-- Start of Dataset entries --
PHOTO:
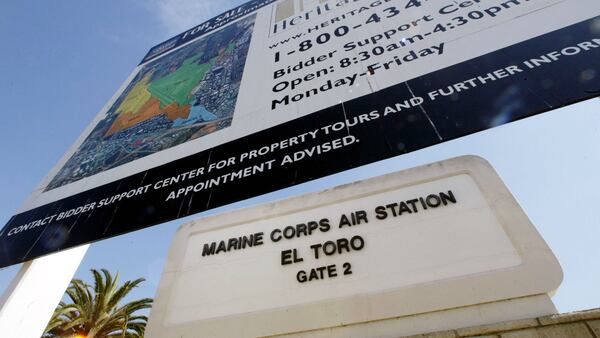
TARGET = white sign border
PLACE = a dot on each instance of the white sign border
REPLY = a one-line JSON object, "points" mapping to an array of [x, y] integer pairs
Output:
{"points": [[539, 273]]}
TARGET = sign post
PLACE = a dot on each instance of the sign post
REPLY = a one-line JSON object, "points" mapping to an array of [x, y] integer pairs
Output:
{"points": [[276, 93], [429, 248]]}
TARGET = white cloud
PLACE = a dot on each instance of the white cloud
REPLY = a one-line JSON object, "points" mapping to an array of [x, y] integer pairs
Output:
{"points": [[177, 16]]}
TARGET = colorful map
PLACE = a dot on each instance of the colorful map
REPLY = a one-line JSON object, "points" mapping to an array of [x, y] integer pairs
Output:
{"points": [[184, 95]]}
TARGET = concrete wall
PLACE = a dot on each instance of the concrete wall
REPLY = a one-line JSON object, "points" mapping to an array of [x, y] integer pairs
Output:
{"points": [[584, 324]]}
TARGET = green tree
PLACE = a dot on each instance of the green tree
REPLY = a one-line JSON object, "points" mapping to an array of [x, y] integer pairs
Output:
{"points": [[94, 312]]}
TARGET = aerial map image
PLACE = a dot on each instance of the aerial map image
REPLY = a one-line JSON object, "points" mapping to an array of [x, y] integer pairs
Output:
{"points": [[179, 97]]}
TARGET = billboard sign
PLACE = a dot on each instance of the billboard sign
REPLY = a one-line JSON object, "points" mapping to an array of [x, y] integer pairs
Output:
{"points": [[276, 93]]}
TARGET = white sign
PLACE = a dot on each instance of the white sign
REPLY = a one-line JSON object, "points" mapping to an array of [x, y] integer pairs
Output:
{"points": [[436, 237]]}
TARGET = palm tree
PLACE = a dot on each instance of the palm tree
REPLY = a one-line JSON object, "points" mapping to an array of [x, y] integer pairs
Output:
{"points": [[95, 312]]}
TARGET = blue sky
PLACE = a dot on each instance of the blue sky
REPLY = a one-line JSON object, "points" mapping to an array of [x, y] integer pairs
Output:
{"points": [[62, 60]]}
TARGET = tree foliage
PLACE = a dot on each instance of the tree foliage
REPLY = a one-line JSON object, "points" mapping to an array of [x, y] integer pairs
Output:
{"points": [[94, 312]]}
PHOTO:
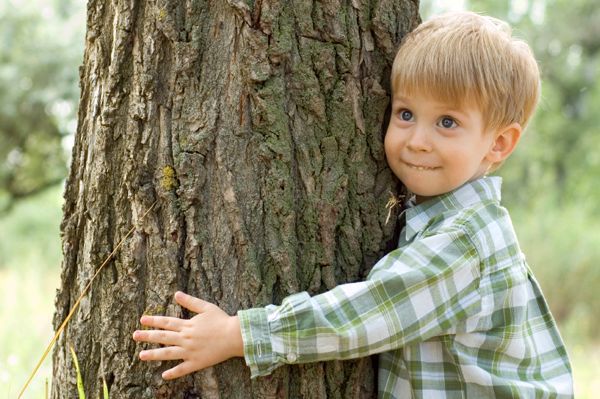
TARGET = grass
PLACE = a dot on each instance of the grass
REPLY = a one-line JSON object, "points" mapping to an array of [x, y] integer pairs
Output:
{"points": [[29, 275], [563, 248]]}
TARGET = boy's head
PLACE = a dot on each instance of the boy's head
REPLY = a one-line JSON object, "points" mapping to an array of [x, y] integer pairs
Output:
{"points": [[463, 58], [463, 90]]}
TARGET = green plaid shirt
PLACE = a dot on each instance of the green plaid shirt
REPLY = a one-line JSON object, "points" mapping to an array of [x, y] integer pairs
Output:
{"points": [[454, 312]]}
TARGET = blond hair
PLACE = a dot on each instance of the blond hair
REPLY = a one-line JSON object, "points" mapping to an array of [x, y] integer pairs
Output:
{"points": [[468, 58]]}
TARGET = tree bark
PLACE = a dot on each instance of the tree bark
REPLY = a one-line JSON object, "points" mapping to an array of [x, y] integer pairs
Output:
{"points": [[258, 126]]}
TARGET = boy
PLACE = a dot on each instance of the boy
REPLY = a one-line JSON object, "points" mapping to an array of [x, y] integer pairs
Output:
{"points": [[454, 312]]}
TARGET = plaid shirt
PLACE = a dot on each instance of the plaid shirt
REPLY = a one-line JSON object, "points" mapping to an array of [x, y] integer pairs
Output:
-- End of Dataset entries --
## Required task
Edit the records above by replacing every "a dot" with "a point", keeping everything else unchanged, and omit the pictures from your answer.

## Output of the exercise
PHOTO:
TARGET = white sign border
PLACE = a point on each instance of the white sign border
REPLY = a one-line JSON object, "points" mapping to an array of [x, y] integer pairs
Output:
{"points": [[539, 273]]}
TARGET = sign post
PLACE = a point on each instance of the sign post
REPLY = a one-line JSON object, "points" mapping to an array of [x, y] integer pairs
Output:
{"points": [[276, 93], [429, 248]]}
TARGET = white cloud
PLACE = a point on each instance of the white cloud
REPLY = a one-line JSON object, "points" mapping to an array of [x, y] integer pairs
Output:
{"points": [[177, 16]]}
TARGET = colorful map
PLACE = a point on each instance of the colorful map
REPLY = a one-line JSON object, "points" mapping to an array of [x, y] integer pairs
Output:
{"points": [[184, 95]]}
TARGET = concrete wall
PLACE = a point on each instance of the concrete wall
REPLY = a one-line JSON object, "points" mapping to an array of [x, y] integer pairs
Output:
{"points": [[584, 324]]}
TARGET = green tree
PLACE = a point on each instance of the green tree
REPLY = a one-line JSON object, "points" mapping to an array of [x, y] integer pairs
Output:
{"points": [[94, 312]]}
TARGET = aerial map image
PLACE = a point on each instance of the aerial map image
REPLY = a one-line JSON object, "points" mapping to an array of [x, y] integer pairs
Output:
{"points": [[179, 97]]}
TARGET = billboard sign
PLACE = a point on each instance of the billboard sign
REPLY = a one-line JSON object, "points" mapping to an array of [x, y] integer pairs
Output:
{"points": [[276, 93]]}
TARGET = white sign
PLACE = a point on each instance of the white sign
REPLY = a one-line JSON object, "points" mapping to an array of [x, y] integer pairs
Output:
{"points": [[436, 237]]}
TARGET = palm tree
PLACE = a point on each instance of the palm tree
REPLY = a one-line JSON object, "points" mapping to an array of [x, y] integer pairs
Output:
{"points": [[95, 312]]}
TARGET = blue sky
PLACE = a point on each instance of the blue sky
REPLY = a one-line JSON object, "points" mapping to an array of [x, y] integer pairs
Output:
{"points": [[62, 60]]}
TARGET = tree foliage
PLACE = a point on each instance of the tree foliage
REPLY = a one-line JSON object, "points" mapping to an array of [x, y] integer pairs
Output:
{"points": [[94, 312]]}
PHOTO:
TARGET = grass
PLACE = a point on each instance of the grass
REPLY = a one-line JSON object, "points" mapping to an array of [x, y] integer pairs
Output:
{"points": [[29, 275], [563, 248]]}
TARGET = boy's head
PLACE = a point on each instance of the boy's head
REPLY = a one-line JSON object, "points" mapping to an array of [x, y] integer pairs
Output:
{"points": [[463, 58], [463, 90]]}
TARGET = green plaid shirt
PLACE = a point on each instance of the green plaid shirt
REPLY = a one-line JSON object, "points" mapping to an array of [x, y] integer pairs
Output:
{"points": [[454, 312]]}
TARGET = blond hair
PLACE = a point on each instance of the blond hair
REPLY = a one-line JSON object, "points" mapping to an array of [x, y] integer pairs
Output:
{"points": [[468, 58]]}
TARGET = tree bark
PLACE = a point on each instance of the tree bark
REPLY = a one-line JSON object, "points" mapping to an array of [x, y] integer pairs
Output:
{"points": [[258, 126]]}
TARGET = boy
PLACE = a point on each instance of the boy
REPLY = a one-line JSON object, "points" mapping to an array of [x, y] integer pairs
Output:
{"points": [[454, 312]]}
TARGET = plaid shirt
PLACE = a point on each instance of the plaid shirt
REPLY = a one-line JSON object, "points" mapping to an array of [x, y] integer pairs
Output:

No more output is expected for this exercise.